Source document:
I was very surprised, for example, six years ago when I took a trip from America to France and found that my $600 only gave me 400 Euros to spend in the country.
3. Itinerary
I’m a type-A personality. I’m a planner and I follow that plan. Many travelers underestimate how important it is that you know where you are going before you set out on an adventure. “Wherever you go, there you are,” the old saying goes.
Know down to the hour or even minute which sights you want to see and which activities you want to do, so you aren’t wasting precious time (and money!) figuring that out when it’s too late.
4. Eye mask and ear plugs
A perfectly good and fun vacation can be ruined if you cannot get a good night’s sleep. They are items that are often overlooked, but in retrospect make sleeping in strange places so much easier.
The eye mask to keep light out of your eyes, with the earplugs to block out noise, will save you much misery and drowsiness – especially on a crowded plane, a cheap thin-walled hotel, or outside in your tent cot!
5. Travel journal and pen
You will surely want a way in which to remember your amazing travels. I’m a writer, so keeping a journal is the best way I preserve the moments of my adventures. You might want a small pocket notebook, or a larger composition notebook.
Also be sure that you have a pen on you at all times – it’s amazing how often you experience a thought or see a fantastic sight, and yet somehow you’ve lost your pen! Perhaps keep the pen on a keychain, or store multiple pens in your pocket. Just make sure that you don’t accidentally leave the pens when you put your pants through the wash.
6. Comfortable walking shoes
Nothing else can put a cramp in your good time like a literal cramp in your ankle, or a blister on your toe. No doubt there will be an inordinate amount of walking, whether you are taking to the trail or you are strolling with your lover through Paris. Packing comfortable shoes is a simple precaution that could mean the total difference between a good time and an awful time.
7. Motion sickness pills or bands
I, for one, am a sensitive man, and am easily prone to motion sickness – I don’t even ride merry-go-rounds these days. I highly suggest motion sickness pills for cruises, as well. Motion sickness is caused when your eyes and ears receive conflicting messages.
When you are reading a book in the car or a bus, your eyes are telling your brain that you aren’t moving, but the vestibular organs in your inner ear are saying you are moving.
Dramamine is my choice of motion sickness cure.
8. Insect repellent
If you don’t want to suffer the insanity of annoying buzzing noise by your ear or the madness of swatting and slapping flies from your neck, you need to bring insect repellent. If lack of sleep or foot blisters doesn’t ruin your good time, a swarm of bugs in the swamp just might.
9. First aid kit
No matter where you go – the top of the snowy Alps or the deserts of the United Arab Emirates — you never know when there is going to be a scraped knee or a subbed finger. Definitely be sure to include ibuprofen in your first aid kit.
A migraine headache or a sore shoulder can be a great nuisance, and you don’t want to have an easily preventable or curable pain put a cramp in your vacation. Just don’t forget to take your pain medicine with some food, so you don’t get a stomach ache and just cause yourself another problem!
10. Germ-X
One of the very last things you want to have happened on your vacation is to come down sick. So you should pack a small – or large! – bottle of disinfectant rub to keep your hands clean. You never know when you are going to use the bathroom and there isn’t any soap available, or you shake hands with an unsanitary relative.
Final Thoughts
So there you have it. My personal Travel Backpack Checklist for all my trips. I ensure I use it as a guide whenever I’m packing my Travel backpack so that I will not miss out on any of my important items.
Hope the Travel Backpack Checklist is useful for you and Happy Travels!!!

Data excerpts:
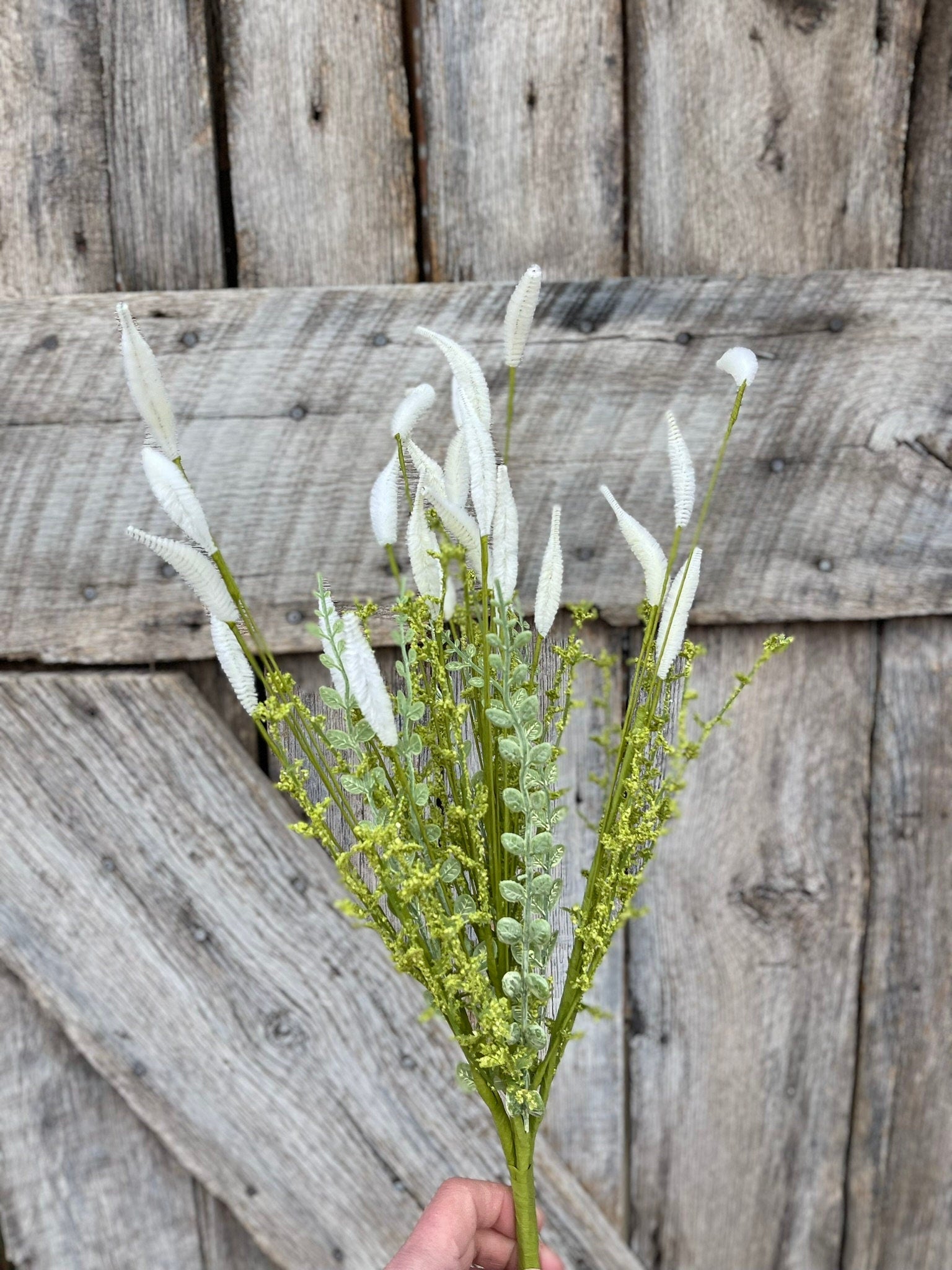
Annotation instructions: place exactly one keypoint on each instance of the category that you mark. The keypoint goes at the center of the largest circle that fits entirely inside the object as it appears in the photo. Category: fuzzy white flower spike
(384, 505)
(196, 569)
(741, 363)
(175, 495)
(456, 470)
(146, 385)
(674, 615)
(549, 595)
(366, 681)
(232, 660)
(519, 313)
(645, 548)
(420, 546)
(506, 538)
(412, 409)
(467, 373)
(682, 473)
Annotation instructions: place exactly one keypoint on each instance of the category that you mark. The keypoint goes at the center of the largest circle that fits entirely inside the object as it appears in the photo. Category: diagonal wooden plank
(524, 140)
(319, 138)
(831, 506)
(897, 1175)
(744, 974)
(84, 1185)
(769, 135)
(152, 901)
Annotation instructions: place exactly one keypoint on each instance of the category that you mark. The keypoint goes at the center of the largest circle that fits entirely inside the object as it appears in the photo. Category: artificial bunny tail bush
(439, 799)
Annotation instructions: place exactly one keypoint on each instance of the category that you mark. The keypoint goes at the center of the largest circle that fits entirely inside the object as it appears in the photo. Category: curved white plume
(427, 469)
(456, 470)
(366, 681)
(646, 549)
(682, 473)
(232, 660)
(196, 569)
(460, 525)
(549, 595)
(384, 505)
(421, 544)
(146, 385)
(177, 498)
(483, 469)
(674, 615)
(519, 313)
(467, 371)
(506, 538)
(412, 409)
(741, 363)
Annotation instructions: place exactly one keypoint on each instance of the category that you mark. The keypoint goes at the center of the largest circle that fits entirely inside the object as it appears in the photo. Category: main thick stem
(523, 1179)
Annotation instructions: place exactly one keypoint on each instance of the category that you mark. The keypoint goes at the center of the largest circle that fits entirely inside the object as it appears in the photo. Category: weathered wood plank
(84, 1184)
(769, 135)
(206, 973)
(744, 975)
(319, 138)
(899, 1173)
(524, 139)
(927, 221)
(55, 231)
(838, 459)
(161, 145)
(587, 1116)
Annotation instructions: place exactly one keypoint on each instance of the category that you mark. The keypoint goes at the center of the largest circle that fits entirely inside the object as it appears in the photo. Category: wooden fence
(198, 1059)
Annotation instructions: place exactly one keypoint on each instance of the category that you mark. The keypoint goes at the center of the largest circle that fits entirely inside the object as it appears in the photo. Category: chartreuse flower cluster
(438, 798)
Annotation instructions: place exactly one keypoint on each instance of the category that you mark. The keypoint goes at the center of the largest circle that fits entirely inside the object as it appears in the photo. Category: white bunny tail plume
(467, 371)
(427, 469)
(366, 681)
(177, 497)
(646, 549)
(412, 409)
(549, 595)
(460, 525)
(456, 470)
(674, 615)
(420, 545)
(483, 469)
(741, 363)
(146, 385)
(519, 313)
(384, 505)
(506, 538)
(196, 569)
(682, 473)
(232, 660)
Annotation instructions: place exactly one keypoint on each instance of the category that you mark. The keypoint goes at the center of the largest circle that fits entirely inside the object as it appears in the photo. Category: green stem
(522, 1176)
(509, 412)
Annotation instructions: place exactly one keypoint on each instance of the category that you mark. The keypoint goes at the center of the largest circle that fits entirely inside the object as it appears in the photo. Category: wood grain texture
(55, 230)
(84, 1185)
(744, 974)
(206, 973)
(769, 134)
(161, 145)
(856, 420)
(899, 1179)
(524, 139)
(927, 221)
(587, 1114)
(319, 136)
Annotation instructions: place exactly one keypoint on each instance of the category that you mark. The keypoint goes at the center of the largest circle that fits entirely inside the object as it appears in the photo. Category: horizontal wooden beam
(834, 502)
(152, 900)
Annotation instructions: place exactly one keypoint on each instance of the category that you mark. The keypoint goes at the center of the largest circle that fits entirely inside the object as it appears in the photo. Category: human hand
(467, 1223)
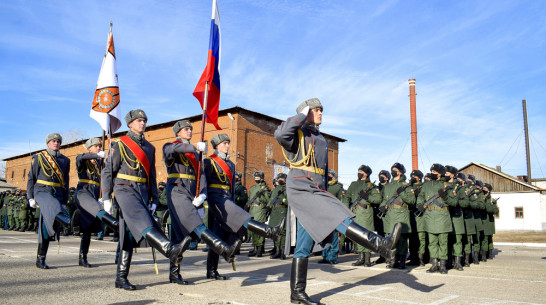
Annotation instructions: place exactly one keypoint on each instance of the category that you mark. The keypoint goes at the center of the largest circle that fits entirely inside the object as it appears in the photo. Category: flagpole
(203, 119)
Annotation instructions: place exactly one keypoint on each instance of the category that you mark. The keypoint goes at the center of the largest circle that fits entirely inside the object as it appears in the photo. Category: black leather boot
(443, 268)
(260, 251)
(360, 260)
(458, 264)
(42, 252)
(298, 282)
(402, 263)
(84, 249)
(170, 250)
(253, 252)
(212, 266)
(219, 246)
(368, 239)
(64, 220)
(110, 222)
(174, 275)
(434, 267)
(123, 270)
(484, 258)
(266, 231)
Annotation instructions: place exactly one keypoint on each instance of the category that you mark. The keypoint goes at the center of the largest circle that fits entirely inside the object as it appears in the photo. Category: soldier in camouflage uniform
(23, 213)
(418, 235)
(437, 219)
(279, 208)
(257, 204)
(491, 209)
(241, 194)
(330, 254)
(398, 196)
(458, 201)
(361, 194)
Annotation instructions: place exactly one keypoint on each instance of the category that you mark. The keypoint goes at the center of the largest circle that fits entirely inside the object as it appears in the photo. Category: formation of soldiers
(447, 219)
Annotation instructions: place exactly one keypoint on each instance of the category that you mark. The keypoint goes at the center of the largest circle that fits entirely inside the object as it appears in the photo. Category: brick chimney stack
(413, 113)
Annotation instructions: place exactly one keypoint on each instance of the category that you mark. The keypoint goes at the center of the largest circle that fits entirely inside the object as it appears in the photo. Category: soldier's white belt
(131, 178)
(312, 169)
(183, 176)
(89, 182)
(219, 186)
(55, 184)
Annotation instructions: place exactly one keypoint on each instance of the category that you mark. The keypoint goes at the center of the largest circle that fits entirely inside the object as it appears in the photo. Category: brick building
(252, 146)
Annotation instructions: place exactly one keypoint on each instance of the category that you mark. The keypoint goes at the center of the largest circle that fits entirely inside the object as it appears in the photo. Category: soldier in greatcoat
(183, 197)
(130, 174)
(89, 166)
(224, 214)
(47, 187)
(318, 213)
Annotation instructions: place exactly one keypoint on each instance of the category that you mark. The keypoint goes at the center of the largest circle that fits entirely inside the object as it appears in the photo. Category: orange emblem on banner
(106, 99)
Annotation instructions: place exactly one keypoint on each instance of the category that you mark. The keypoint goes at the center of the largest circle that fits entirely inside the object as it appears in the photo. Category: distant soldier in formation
(87, 193)
(361, 194)
(257, 207)
(278, 205)
(130, 174)
(47, 187)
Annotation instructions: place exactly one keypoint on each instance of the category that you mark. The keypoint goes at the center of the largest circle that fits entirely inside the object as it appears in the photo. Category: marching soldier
(86, 197)
(130, 174)
(330, 254)
(279, 208)
(491, 209)
(257, 205)
(361, 194)
(459, 200)
(432, 201)
(241, 194)
(223, 212)
(48, 187)
(184, 197)
(318, 213)
(398, 196)
(418, 235)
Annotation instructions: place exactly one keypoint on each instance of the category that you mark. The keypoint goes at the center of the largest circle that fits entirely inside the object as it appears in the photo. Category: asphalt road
(517, 275)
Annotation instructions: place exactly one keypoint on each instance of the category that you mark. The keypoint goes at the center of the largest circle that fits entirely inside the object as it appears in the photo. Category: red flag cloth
(212, 72)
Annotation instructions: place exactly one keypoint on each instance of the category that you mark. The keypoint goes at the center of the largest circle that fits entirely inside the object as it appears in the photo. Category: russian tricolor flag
(212, 72)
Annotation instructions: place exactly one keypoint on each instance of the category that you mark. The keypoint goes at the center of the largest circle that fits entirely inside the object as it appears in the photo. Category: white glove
(152, 208)
(108, 206)
(305, 110)
(198, 201)
(202, 147)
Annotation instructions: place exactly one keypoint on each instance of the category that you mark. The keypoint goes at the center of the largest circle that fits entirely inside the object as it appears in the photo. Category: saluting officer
(89, 166)
(257, 205)
(361, 194)
(184, 198)
(318, 213)
(48, 187)
(130, 174)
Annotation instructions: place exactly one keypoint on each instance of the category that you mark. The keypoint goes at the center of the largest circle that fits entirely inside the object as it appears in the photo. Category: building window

Tasks for this exercise:
**1.** Which motion sickness cure does the writer of the travel checklist prefer?
**2.** What are all the numbered packing items that appear as headings in the travel checklist?
**3.** Duplicate the travel checklist from "4. Eye mask" up to and including "larger composition notebook.".

Exercise responses:
**1.** Dramamine.

**2.** Itinerary; Eye mask and ear plugs; Travel journal and pen; Comfortable walking shoes; Motion sickness pills or bands; Insect repellent; First aid kit; Germ-X

**3.**
4. Eye mask and ear plugs
A perfectly good and fun vacation can be ruined if you cannot get a good night’s sleep. They are items that are often overlooked, but in retrospect make sleeping in strange places so much easier.
The eye mask to keep light out of your eyes, with the earplugs to block out noise, will save you much misery and drowsiness – especially on a crowded plane, a cheap thin-walled hotel, or outside in your tent cot!
5. Travel journal and pen
You will surely want a way in which to remember your amazing travels. I’m a writer, so keeping a journal is the best way I preserve the moments of my adventures. You might want a small pocket notebook, or a larger composition notebook.